- **Material for this exercise**:
=== Begin Enclosure ===

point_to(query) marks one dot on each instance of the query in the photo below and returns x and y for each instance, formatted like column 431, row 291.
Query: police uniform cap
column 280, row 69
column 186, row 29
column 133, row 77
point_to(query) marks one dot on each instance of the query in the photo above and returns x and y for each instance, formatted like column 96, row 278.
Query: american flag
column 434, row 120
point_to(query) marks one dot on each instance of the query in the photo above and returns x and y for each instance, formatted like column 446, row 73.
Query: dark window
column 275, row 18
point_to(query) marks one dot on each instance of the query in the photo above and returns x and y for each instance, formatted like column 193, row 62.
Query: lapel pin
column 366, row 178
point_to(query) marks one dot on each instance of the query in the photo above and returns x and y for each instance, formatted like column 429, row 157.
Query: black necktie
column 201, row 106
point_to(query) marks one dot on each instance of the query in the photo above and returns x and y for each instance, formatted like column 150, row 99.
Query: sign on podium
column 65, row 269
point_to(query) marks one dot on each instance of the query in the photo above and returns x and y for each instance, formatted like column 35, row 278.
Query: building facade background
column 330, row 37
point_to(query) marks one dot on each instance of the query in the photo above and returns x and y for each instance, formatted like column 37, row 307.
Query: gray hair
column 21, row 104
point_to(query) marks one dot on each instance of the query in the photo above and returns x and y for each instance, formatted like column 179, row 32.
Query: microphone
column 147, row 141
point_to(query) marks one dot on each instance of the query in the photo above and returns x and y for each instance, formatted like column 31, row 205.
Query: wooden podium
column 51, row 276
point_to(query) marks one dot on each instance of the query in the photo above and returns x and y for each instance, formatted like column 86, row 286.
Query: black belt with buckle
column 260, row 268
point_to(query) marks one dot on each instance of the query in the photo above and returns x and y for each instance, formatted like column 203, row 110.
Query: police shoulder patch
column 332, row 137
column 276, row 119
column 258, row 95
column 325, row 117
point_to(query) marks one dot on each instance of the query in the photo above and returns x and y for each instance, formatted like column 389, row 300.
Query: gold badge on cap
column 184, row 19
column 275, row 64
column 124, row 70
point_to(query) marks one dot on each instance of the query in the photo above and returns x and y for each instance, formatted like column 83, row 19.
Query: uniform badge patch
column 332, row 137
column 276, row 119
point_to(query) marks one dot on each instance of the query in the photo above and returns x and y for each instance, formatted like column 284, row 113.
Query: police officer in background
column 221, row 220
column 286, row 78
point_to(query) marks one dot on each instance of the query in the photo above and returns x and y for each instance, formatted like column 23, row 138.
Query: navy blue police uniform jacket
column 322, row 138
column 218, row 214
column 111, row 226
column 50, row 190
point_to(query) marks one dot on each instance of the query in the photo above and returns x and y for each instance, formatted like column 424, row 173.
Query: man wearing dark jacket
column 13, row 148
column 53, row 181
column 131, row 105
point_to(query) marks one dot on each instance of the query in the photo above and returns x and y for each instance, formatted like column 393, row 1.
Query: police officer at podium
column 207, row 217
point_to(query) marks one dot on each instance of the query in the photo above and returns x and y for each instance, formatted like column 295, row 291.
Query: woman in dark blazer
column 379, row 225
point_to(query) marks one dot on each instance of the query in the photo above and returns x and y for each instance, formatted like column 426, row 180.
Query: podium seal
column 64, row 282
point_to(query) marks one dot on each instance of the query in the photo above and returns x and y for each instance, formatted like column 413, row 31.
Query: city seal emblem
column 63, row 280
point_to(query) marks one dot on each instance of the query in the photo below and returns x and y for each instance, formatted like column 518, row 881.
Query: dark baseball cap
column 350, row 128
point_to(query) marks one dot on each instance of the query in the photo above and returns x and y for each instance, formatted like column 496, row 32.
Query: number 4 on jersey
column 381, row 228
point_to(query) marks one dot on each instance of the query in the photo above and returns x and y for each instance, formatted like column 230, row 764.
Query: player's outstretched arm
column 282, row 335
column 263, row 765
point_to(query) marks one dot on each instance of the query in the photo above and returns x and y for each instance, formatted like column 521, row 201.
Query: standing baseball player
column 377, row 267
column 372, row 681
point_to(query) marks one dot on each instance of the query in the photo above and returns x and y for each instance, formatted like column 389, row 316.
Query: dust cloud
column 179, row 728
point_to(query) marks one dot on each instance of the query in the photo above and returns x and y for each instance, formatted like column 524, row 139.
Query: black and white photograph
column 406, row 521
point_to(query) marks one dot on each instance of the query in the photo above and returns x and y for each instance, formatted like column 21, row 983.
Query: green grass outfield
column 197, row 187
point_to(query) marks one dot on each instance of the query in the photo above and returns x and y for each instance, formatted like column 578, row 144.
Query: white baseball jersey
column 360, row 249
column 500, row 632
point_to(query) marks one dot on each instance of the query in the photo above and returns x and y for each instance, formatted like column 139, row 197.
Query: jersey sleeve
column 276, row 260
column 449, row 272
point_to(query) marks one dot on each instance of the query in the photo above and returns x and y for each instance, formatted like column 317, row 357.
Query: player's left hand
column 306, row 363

=== End Enclosure ===

- **Your assignment**: Copy the entries word for word. Start at the first line and end with the line containing "35, row 278.".

- **Result of the exercise**:
point_to(query) marks one dot on each instance of the query in the photo below and returns x and y for each instance, formatted like column 431, row 291.
Query: police uniform cap
column 280, row 69
column 186, row 29
column 133, row 77
point_to(query) marks one dot on each instance of the query in the photo above and returns x and y for each instance, formatted like column 96, row 278.
Query: american flag
column 434, row 120
point_to(query) marks one dot on each instance of the query in the photo above and returns x and y for each instance, formatted like column 446, row 73.
Query: dark window
column 275, row 18
point_to(query) marks one dot on each instance of the query in the photo above and returns x and y for each instance, formatted like column 193, row 62.
Query: lapel pin
column 366, row 178
point_to(query) marks one dot on each instance of the query in the photo above and returns x and y for each instance, formatted like column 429, row 157.
Query: black necktie
column 201, row 106
point_to(query) marks one dot on each instance of the query in the photo above and returns x and y for each instance, formatted like column 150, row 99.
Query: sign on podium
column 65, row 269
point_to(query) marks one dot on each instance of the query in the photo above and returns x and y for each instance, formatted like column 35, row 278.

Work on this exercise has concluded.